Exercise prompt:
Put the lines of the records below, from the line containing "The scan above contains the plaid" through the line containing "[400,491,500,534]", both included, into a Markdown table with the columns Row and Line. Number each row and leave out blank lines.

Supplied records:
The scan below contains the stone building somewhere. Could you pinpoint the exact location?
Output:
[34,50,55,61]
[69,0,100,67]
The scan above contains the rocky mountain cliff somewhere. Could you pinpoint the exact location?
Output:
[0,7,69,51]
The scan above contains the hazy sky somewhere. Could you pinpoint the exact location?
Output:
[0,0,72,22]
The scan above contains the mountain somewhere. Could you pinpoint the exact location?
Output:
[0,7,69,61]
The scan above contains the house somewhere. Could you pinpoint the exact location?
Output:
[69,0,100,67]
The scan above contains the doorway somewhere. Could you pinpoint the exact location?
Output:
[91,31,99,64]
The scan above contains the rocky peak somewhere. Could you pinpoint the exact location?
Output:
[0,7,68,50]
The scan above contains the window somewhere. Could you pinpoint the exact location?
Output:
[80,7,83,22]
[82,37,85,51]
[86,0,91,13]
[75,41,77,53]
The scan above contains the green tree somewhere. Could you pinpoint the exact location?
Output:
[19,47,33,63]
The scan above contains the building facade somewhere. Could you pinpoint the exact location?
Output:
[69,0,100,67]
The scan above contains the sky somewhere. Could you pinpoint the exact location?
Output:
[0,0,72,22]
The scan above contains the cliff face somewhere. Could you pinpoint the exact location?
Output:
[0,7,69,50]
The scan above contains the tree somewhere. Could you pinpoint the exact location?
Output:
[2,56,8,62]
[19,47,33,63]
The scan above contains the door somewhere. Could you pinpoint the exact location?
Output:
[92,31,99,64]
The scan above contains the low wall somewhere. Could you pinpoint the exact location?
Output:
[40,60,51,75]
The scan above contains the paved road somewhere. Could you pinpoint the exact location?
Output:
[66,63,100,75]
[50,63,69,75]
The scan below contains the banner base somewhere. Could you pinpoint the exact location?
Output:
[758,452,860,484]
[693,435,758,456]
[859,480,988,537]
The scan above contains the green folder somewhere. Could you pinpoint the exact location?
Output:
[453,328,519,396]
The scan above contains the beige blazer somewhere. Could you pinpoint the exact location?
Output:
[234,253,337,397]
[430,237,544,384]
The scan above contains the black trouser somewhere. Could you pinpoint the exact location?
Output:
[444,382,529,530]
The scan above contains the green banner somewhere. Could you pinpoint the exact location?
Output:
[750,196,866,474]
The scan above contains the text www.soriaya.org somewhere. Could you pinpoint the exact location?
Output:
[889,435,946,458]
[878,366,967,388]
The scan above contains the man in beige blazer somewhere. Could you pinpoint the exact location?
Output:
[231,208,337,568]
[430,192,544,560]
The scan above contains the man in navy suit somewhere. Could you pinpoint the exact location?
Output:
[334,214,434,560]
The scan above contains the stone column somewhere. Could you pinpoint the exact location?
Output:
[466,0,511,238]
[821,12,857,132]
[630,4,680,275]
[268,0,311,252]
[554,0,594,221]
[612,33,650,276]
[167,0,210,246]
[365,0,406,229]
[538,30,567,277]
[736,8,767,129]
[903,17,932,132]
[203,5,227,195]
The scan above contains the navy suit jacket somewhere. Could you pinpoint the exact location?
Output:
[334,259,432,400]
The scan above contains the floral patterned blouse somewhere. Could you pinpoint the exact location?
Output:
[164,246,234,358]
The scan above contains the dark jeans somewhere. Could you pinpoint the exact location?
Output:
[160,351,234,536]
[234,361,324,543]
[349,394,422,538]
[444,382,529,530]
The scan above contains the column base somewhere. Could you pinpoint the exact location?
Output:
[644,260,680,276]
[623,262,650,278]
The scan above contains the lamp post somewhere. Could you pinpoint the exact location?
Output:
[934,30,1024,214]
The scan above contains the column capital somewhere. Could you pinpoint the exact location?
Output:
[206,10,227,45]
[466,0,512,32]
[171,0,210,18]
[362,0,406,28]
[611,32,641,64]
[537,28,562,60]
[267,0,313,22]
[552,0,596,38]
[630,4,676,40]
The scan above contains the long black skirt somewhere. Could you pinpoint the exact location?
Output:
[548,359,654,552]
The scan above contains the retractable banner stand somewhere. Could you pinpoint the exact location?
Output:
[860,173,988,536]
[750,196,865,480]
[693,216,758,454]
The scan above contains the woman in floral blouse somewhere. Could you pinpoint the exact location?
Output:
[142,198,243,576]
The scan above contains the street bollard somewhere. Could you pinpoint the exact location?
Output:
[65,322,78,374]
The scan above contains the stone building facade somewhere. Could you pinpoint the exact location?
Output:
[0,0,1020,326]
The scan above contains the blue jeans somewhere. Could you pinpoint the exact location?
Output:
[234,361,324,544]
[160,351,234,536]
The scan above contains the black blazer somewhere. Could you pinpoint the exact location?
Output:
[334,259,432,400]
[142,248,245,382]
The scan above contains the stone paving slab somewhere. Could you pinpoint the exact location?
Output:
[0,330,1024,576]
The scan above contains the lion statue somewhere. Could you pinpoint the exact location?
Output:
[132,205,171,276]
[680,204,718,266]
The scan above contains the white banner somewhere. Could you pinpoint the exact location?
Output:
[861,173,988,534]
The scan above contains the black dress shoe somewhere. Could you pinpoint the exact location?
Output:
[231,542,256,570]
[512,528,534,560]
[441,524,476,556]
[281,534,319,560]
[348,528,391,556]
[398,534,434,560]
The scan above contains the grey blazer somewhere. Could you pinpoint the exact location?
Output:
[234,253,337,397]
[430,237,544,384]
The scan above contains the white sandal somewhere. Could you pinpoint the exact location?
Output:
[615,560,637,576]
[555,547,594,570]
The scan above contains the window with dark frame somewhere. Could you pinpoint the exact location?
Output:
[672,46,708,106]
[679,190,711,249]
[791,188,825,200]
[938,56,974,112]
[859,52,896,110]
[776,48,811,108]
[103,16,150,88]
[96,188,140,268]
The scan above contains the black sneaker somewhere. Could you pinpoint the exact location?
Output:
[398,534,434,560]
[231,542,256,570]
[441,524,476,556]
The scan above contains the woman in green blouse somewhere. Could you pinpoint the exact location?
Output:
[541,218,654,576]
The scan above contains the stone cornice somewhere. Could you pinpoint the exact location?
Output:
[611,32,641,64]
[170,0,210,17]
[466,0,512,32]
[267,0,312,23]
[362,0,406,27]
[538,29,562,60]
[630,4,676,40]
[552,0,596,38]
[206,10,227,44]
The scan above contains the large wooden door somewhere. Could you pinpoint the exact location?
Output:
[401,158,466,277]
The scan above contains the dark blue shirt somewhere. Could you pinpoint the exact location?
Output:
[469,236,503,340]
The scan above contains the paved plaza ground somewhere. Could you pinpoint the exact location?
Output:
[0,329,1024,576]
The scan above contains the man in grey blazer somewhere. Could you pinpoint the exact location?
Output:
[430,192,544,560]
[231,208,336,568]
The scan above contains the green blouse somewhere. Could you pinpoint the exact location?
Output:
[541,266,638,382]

...

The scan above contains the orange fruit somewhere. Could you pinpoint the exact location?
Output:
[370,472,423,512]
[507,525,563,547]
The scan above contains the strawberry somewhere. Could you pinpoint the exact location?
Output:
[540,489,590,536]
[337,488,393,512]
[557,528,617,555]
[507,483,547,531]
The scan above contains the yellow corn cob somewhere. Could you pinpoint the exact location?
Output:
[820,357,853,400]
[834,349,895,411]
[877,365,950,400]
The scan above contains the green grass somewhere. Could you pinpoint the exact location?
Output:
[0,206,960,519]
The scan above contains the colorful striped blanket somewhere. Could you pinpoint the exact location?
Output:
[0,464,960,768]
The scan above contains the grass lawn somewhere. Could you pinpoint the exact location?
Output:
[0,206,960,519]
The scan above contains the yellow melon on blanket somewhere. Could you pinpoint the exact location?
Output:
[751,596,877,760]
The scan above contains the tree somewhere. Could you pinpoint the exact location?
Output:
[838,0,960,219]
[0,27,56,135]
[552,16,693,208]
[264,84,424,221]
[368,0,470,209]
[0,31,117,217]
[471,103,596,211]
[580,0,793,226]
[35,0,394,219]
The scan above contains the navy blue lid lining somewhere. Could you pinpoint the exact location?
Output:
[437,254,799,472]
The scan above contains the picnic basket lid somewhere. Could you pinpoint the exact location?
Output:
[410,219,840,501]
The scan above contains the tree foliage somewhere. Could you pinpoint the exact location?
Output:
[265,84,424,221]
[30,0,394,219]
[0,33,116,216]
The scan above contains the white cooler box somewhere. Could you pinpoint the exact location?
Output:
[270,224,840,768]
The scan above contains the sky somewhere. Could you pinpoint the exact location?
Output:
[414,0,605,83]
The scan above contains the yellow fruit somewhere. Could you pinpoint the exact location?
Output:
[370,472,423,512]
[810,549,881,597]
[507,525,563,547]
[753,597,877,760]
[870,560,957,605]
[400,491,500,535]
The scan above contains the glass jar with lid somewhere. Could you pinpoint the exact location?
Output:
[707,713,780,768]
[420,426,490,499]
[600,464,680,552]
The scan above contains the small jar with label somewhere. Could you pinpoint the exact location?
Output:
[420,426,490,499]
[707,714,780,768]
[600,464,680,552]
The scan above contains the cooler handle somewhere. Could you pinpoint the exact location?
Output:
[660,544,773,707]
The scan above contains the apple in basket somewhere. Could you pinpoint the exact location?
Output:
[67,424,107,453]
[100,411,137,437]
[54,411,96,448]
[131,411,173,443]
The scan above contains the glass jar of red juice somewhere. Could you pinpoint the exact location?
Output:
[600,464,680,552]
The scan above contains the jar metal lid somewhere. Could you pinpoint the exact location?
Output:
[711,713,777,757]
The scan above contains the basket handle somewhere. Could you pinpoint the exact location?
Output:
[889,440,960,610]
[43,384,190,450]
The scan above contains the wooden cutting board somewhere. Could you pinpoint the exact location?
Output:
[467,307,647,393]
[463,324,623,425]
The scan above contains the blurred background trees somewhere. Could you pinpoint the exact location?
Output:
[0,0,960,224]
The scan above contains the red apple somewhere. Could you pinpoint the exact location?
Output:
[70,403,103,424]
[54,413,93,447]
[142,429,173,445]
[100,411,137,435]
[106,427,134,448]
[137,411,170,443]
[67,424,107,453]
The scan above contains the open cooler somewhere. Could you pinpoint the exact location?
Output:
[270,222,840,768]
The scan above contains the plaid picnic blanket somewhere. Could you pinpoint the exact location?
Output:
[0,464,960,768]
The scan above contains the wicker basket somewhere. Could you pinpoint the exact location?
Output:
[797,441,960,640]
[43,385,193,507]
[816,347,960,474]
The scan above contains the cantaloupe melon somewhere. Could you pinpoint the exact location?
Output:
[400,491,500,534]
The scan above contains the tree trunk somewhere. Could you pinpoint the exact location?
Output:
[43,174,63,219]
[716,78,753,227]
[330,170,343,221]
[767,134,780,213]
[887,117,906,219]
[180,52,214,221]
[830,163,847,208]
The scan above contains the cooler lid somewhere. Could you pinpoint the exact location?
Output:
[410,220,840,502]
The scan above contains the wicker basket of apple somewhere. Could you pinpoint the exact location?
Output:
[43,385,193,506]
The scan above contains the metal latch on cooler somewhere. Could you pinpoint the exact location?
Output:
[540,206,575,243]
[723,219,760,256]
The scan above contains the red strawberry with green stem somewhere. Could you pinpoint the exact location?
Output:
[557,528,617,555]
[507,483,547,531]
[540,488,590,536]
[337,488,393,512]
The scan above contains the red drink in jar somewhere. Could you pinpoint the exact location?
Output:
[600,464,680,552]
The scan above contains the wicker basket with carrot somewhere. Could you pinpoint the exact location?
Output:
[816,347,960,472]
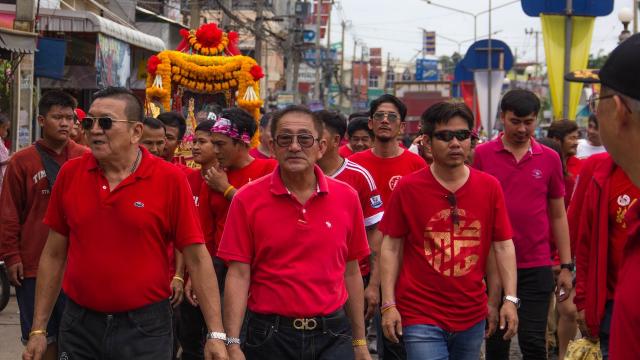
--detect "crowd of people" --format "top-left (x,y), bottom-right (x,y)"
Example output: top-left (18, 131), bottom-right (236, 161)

Task response:
| Row | Line |
|---|---|
| 1 | The scan above contains the plaid picnic blanket somewhere. Could you pinpoint the exact location? |
| 2 | Output: |
| 3 | [0,464,960,768] |
| 4 | The scan above contains the wicker basket somewhere. Could you pinpoint the exact location? |
| 5 | Output: |
| 6 | [797,441,960,640] |
| 7 | [43,385,193,507] |
| 8 | [816,347,960,474] |
| 9 | The scan above contains the cantaloupe melon somewhere. Could you pinpoint the exact location? |
| 10 | Output: |
| 11 | [400,491,500,534] |